Copy the data from its first line through the line containing "(1143, 254)", changing "black mercedes grille" to "chrome mercedes grille" and keeping everything else the same.

----

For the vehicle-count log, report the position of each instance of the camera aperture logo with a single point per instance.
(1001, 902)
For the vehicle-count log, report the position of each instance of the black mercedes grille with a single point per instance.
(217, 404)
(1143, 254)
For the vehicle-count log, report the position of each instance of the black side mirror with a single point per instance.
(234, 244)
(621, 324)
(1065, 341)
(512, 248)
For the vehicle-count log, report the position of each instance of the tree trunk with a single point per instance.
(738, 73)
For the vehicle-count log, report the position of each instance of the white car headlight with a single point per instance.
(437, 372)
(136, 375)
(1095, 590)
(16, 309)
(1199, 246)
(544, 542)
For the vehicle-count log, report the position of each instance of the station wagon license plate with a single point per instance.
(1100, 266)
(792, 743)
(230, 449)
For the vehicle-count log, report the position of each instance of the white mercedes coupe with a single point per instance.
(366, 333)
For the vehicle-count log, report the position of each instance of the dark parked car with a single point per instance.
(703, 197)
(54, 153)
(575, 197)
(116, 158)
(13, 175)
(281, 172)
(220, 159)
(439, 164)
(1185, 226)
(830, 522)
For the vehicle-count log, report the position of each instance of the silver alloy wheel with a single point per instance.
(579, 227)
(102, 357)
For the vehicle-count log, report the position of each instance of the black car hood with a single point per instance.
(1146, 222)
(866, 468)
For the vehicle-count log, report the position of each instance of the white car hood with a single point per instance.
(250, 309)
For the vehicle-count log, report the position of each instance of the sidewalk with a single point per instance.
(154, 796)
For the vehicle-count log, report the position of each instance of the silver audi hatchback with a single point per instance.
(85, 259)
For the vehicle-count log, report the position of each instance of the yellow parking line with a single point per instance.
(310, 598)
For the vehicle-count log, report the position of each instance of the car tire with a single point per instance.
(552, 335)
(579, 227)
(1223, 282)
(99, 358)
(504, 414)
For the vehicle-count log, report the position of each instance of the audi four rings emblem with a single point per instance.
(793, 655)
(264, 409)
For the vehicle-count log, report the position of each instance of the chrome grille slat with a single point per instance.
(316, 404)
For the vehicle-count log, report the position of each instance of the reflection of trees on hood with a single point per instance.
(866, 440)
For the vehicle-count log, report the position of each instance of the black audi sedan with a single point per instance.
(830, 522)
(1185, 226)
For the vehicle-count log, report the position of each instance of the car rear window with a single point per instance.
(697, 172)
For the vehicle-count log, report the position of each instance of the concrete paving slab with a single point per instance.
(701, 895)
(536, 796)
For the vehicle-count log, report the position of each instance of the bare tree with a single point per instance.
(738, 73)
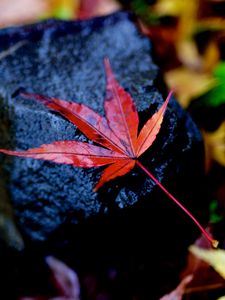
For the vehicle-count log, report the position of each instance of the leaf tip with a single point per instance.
(215, 244)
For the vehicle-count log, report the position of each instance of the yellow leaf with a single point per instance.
(214, 257)
(215, 144)
(188, 84)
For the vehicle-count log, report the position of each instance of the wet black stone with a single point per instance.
(54, 205)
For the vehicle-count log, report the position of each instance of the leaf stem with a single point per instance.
(213, 242)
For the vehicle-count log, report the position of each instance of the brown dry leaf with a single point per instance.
(90, 8)
(214, 257)
(215, 145)
(188, 84)
(178, 293)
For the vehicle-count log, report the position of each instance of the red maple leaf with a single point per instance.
(117, 133)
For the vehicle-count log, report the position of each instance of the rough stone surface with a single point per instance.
(55, 203)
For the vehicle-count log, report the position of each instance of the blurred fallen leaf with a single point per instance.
(215, 145)
(178, 293)
(214, 257)
(93, 8)
(63, 9)
(21, 11)
(188, 84)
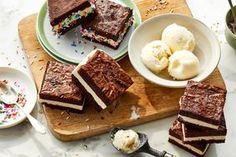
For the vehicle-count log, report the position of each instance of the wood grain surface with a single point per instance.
(147, 100)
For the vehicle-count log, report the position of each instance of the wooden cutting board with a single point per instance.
(142, 102)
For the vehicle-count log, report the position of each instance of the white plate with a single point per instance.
(23, 84)
(207, 47)
(71, 47)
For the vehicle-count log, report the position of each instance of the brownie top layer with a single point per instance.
(107, 75)
(58, 85)
(198, 89)
(193, 131)
(60, 9)
(176, 131)
(110, 19)
(204, 102)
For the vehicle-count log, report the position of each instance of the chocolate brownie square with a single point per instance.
(192, 133)
(67, 14)
(202, 105)
(176, 138)
(102, 77)
(58, 88)
(110, 24)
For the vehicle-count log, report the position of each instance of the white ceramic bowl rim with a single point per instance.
(172, 83)
(30, 106)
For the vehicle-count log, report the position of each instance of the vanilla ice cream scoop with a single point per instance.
(126, 140)
(155, 55)
(183, 65)
(178, 38)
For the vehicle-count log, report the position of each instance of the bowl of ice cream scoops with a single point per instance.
(171, 49)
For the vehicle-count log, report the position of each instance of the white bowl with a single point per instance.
(207, 47)
(21, 82)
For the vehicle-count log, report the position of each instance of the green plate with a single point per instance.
(71, 47)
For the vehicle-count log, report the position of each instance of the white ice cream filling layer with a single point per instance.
(198, 122)
(91, 34)
(63, 104)
(199, 138)
(84, 83)
(188, 146)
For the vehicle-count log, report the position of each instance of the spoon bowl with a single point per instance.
(9, 95)
(143, 145)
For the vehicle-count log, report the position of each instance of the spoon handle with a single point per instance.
(155, 152)
(34, 122)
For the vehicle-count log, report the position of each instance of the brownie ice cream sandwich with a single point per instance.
(67, 14)
(202, 105)
(110, 24)
(192, 133)
(58, 89)
(176, 138)
(102, 77)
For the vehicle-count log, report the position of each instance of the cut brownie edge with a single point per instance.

----

(TASK SOLUTION)
For the vehicle-count log, report the position of each instance of the camera aperture logo with a single point per instance.
(1001, 902)
For the vehicle-count log, report the position of each instance of the chrome mercedes grille with a single point per instance.
(217, 404)
(1143, 254)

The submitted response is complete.